— START Records —

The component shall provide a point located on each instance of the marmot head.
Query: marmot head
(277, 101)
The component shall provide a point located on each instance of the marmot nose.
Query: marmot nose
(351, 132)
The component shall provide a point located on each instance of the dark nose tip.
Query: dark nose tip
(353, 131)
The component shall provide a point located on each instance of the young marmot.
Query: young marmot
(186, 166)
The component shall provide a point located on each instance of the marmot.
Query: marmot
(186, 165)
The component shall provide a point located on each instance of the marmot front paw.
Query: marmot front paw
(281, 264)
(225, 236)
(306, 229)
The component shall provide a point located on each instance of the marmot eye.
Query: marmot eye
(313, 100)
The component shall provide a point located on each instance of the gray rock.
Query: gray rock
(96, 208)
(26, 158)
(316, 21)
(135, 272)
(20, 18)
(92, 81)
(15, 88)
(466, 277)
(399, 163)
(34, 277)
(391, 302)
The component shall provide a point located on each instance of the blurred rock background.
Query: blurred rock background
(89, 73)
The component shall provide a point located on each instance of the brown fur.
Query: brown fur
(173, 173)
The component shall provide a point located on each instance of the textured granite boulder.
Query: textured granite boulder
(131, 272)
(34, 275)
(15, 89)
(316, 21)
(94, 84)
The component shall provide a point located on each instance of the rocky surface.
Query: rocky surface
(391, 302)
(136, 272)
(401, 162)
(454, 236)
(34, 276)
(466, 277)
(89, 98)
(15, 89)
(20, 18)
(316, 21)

— END Records —

Directive:
Reproduce every line of the rows from the line containing "of the marmot." through the end of the rows, and add 96 to each x and y coordinate in the answer points.

Answer:
The component shall provide a point located on each instance of the marmot.
Query: marmot
(282, 261)
The component shall provide a point located on each instance of the marmot front paw.
Query: marmot front paw
(377, 360)
(321, 332)
(402, 325)
The component shall provide a point located on each instance of the marmot eye.
Query: marmot eye
(409, 196)
The component shall provide a point located on each instance of the gray rock.
Query: gray rock
(192, 304)
(122, 254)
(412, 117)
(231, 368)
(116, 114)
(188, 177)
(111, 184)
(562, 373)
(495, 259)
(130, 373)
(487, 398)
The component shall provide a point located on each instance of the blurred rock background.
Query: blurred rock background
(185, 169)
The component shall provide a point located on each instance of the brown fur.
Query: brown fur
(269, 269)
The component shall provide a point located on each instance of the textured granite boulder.
Query: textured granite boulder
(227, 368)
(130, 371)
(111, 185)
(412, 117)
(190, 180)
The component shall provide a point located on each instance of the rocky surface.
Query: rocky surface
(487, 398)
(232, 368)
(497, 258)
(550, 332)
(130, 372)
(562, 373)
(185, 194)
(111, 185)
(116, 114)
(412, 117)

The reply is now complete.